● **Records for processing**
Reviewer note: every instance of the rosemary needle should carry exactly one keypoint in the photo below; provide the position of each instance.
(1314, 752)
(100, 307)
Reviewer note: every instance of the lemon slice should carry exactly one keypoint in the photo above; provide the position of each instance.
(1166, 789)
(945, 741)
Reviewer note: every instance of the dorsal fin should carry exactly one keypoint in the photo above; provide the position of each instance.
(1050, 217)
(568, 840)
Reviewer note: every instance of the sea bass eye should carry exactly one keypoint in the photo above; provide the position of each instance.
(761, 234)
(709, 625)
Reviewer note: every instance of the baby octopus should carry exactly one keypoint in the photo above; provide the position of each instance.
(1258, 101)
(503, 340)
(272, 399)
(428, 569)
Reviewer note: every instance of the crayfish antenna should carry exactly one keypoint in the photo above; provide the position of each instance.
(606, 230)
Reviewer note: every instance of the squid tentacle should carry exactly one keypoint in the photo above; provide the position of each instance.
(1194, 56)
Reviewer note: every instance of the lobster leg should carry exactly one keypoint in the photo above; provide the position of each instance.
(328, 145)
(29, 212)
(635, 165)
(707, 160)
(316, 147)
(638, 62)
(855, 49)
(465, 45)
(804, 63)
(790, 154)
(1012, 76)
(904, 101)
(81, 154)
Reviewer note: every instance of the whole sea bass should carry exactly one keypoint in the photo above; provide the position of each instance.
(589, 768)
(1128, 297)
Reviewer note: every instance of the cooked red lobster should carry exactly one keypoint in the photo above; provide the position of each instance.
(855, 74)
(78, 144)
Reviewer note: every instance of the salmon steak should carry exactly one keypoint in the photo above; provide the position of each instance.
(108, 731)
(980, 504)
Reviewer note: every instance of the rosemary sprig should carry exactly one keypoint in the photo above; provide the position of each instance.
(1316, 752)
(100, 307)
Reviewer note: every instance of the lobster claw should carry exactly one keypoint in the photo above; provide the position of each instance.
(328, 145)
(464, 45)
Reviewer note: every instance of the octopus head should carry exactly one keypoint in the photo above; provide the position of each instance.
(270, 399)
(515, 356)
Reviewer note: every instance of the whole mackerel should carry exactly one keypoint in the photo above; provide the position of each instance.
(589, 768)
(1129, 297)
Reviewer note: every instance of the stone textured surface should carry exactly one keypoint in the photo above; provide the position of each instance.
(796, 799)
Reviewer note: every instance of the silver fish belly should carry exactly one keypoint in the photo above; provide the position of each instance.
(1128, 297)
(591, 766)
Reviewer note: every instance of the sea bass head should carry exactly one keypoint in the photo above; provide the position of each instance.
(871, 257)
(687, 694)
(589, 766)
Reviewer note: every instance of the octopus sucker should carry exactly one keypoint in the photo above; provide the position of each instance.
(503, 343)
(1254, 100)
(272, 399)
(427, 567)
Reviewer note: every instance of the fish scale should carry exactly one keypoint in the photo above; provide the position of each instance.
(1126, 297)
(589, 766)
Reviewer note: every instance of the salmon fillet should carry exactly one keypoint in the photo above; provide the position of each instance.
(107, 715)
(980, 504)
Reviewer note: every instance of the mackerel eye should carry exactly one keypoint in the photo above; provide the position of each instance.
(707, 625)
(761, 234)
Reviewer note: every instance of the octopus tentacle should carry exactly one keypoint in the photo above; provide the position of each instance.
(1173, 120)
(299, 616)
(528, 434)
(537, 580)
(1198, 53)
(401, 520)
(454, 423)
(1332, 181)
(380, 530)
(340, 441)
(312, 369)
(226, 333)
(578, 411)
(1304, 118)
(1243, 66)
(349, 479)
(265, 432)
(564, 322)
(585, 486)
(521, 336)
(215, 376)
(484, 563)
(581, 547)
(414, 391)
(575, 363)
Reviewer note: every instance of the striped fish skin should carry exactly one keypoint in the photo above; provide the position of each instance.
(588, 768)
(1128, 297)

● **Work to do**
Copy the listing above without any changes, including every line.

● **Final answer**
Reviewer note: every instance of the rosemary needle should carry exactly one keypoint in the photo below; provide the position of each instance.
(1314, 752)
(100, 307)
Reviewer note: every instance of the lemon slice should carry exactly one keypoint in the photo above; provide the position of each instance.
(1166, 789)
(945, 741)
Reviewer note: every instance of the dorsal fin should carry exactly one keypoint in the photo above; provide the position of each instance.
(1050, 217)
(568, 840)
Reviewer note: every instance of the sea bass eye should carry exactly one keypoint in the photo above; provide the position of each instance.
(761, 234)
(709, 625)
Reviewer note: every instance of the baby octopus should carry exactly one keypoint in the photo above; provide the position of each instance.
(1258, 101)
(503, 340)
(272, 399)
(428, 569)
Reviewer note: every instance of the crayfish antenna should carry exactly one keypoint in the photo above; provide the position of each instance.
(606, 230)
Reviewer note: every instance of the squid tentacle should carry exactly one keypoint in the photo above; provide the position of each instance.
(1194, 56)
Reviewer note: every instance of the lobster leg should carry exactly one keypoint in the photo above; provide the position of each instance.
(328, 145)
(29, 212)
(635, 165)
(707, 160)
(316, 147)
(638, 62)
(855, 49)
(465, 45)
(804, 63)
(790, 154)
(1012, 76)
(904, 101)
(81, 154)
Reviewer note: every instance of the whole sea bass should carry exactly one keypoint in the photo above; provide the position of each instance.
(589, 768)
(1128, 297)
Reviewer note: every instance of the cooked red lobster should carry exactly one keypoint in the photo above; provide the position of each instance.
(855, 74)
(78, 144)
Reviewer note: every instance of the salmon steak should carry exactly one keypoint in the photo above; provide the position of each instance.
(108, 731)
(980, 504)
Reviewer note: every instance of the rosemary sprig should carry exactly one keypoint in the photo above; provide the position of each instance.
(1316, 752)
(100, 307)
Reviewer note: every instance of the lobster claw should carry exactly one keypoint in the photo above; provide the position of each instance.
(328, 145)
(464, 45)
Reviewer note: every instance of the octopus head should carry exactly one keypoint in the photo above; provide the position of each instance.
(270, 399)
(515, 356)
Reviewer note: every instance of the whole mackerel should carry exactly one keypoint in the photo above; provide the position of each instance.
(589, 768)
(1129, 297)
Reviewer note: every instance of the stone textured surface should carry exactly one keypoint in the photo above; provide the position of each instance.
(796, 799)
Reviewer note: every instance of the silver fish belly should carry exactly one keypoint in the photo above; provide the position of each instance.
(1128, 297)
(591, 766)
Reviewer note: every instance of the sea bass head should carry exactly one keypoint in the photo above; provide the position of each instance.
(871, 257)
(687, 694)
(589, 766)
Reviewer note: every instance of the octopus sucker should carry exactly one keypoint in the photo above; provide the position of each instance.
(503, 343)
(1254, 100)
(272, 399)
(427, 567)
Reviewer note: every instance of the fish scale should carry exactly one keypoint in the photo above; provide the position of each instance.
(1126, 297)
(589, 766)
Reviewer note: every instance of the salmon fillet should carry exactly one keypoint in the photo above; provide the position of each instance.
(107, 715)
(980, 504)
Reviewer note: every instance of the mackerel eye should carry exactly one keypoint in the photo above; provide the position of each instance.
(707, 625)
(761, 234)
Reviewer note: every instance of the octopus tentacle should carry exactly one keypoint in the photo above; provide the position of each instance.
(1173, 120)
(299, 616)
(528, 434)
(537, 580)
(1198, 53)
(401, 520)
(454, 423)
(1332, 181)
(380, 530)
(340, 441)
(312, 369)
(226, 333)
(578, 411)
(1304, 118)
(1243, 66)
(349, 479)
(265, 432)
(564, 322)
(585, 486)
(521, 336)
(215, 376)
(484, 563)
(581, 547)
(414, 391)
(575, 363)
Reviewer note: every instance of the striped fish skin should carry exactly one keypoint in the photo above; provide the position of each instance.
(588, 768)
(1128, 297)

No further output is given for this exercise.